Helton Const. Co., Inc. v. High Point Shopping Center, Inc., 17668

Decision Date05 August 1992
Docket NumberNo. 17668,17668
Citation838 S.W.2d 87
PartiesHELTON CONSTRUCTION COMPANY, INC., Plaintiff-Respondent, v. HIGH POINT SHOPPING CENTER, INC., Raul J. Walters and E. Stanley Kroenke, Statutory Trustees, Defendants-Appellants.
CourtMissouri Court of Appeals

Hamp Ford, Susan Ford Robertson, Knight, Ford, Wright, Atwill, Parshall & Baker, Columbia, for defendants-appellants.

Dale C. Doerhoff, Cook, Vetter & Doerhoff, Jefferson City, for plaintiff-respondent.

SHRUM, Presiding Judge.

High Point Shopping Center, Inc., and its statutory trustees Raul J. Walters and E. Stanley Kroenke appeal from an order entered by the trial court on June 26, 1991, denying their Rule 74.11(c) application for an order showing satisfaction of a judgment entered February 8, 1989, by consent of the appellants and respondent Helton Construction Co., Inc. 1 We reverse and remand with directions that the trial court enter an order showing satisfaction of the judgment.

ISSUES

The parties raise two basic issues: (1) whether the appellants may appeal from an order denying satisfaction of a judgment entered earlier by their consent and (2) whether all issues concerning the appellants'

alleged default under the terms of the consent judgment were conclusively decided in their favor when the trial court quashed an execution on the consent judgment.

^^^^^^^^

JOB A:
In the court opinion, on what date did the trial court enter the order denying the appellants' application for an order showing satisfaction of the judgment?
JOB B:
Which lines of the listing contain the string "conifer"? Report each one in full, matching case exactly.

^^^^^^^^

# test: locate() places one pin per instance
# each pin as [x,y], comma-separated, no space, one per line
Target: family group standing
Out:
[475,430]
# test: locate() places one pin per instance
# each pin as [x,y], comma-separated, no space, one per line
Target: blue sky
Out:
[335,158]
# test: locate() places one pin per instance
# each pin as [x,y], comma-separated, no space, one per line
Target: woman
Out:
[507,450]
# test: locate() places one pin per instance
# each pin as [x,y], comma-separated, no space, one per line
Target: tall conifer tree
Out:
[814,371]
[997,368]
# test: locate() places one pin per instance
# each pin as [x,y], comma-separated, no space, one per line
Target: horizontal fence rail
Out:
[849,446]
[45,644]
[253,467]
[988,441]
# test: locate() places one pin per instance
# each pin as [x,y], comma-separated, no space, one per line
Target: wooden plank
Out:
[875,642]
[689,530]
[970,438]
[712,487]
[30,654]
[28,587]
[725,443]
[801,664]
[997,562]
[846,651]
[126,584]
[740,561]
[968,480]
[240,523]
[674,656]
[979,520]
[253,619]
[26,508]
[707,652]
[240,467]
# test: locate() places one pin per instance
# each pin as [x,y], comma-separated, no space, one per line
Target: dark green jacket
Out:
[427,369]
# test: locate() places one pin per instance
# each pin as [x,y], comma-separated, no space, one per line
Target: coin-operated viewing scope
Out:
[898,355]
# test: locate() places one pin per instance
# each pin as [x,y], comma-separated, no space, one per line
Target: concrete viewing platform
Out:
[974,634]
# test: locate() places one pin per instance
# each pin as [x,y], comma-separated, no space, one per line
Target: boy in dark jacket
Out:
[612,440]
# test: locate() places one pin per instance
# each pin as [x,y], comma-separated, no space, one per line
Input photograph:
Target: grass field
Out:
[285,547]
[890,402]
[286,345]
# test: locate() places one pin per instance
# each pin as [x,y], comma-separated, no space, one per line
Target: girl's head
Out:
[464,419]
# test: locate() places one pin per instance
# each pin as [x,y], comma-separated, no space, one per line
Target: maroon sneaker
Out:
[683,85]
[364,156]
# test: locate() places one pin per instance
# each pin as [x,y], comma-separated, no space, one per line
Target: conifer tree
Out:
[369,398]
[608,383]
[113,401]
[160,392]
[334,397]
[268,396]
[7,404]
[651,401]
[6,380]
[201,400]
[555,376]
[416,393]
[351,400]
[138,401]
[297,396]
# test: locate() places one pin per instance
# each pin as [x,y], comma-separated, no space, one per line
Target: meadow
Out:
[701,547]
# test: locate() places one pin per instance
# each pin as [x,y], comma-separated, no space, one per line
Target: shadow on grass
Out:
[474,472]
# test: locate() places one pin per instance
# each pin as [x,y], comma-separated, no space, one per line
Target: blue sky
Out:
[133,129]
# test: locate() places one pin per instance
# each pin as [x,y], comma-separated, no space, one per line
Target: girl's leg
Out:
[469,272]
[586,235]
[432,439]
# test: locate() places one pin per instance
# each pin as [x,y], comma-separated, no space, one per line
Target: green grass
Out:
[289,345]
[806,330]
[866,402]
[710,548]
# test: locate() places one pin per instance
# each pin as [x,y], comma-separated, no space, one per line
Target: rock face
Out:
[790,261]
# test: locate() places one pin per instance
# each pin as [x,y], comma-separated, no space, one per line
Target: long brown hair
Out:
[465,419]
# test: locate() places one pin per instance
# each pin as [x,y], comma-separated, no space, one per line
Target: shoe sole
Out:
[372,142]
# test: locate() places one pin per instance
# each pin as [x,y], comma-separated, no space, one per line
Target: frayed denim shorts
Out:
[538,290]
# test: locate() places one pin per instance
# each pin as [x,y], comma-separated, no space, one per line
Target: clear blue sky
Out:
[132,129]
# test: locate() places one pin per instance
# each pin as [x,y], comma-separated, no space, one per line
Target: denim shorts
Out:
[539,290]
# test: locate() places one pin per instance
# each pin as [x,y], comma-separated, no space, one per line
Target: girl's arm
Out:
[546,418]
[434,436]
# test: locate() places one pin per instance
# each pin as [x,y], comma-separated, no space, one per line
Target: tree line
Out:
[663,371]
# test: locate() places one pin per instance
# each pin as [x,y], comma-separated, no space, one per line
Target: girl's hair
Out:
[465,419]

^^^^^^^^

EXERCISE RESPONSE A:
June 26, 1991

EXERCISE RESPONSE B:
Target: tall conifer tree
Target: conifer tree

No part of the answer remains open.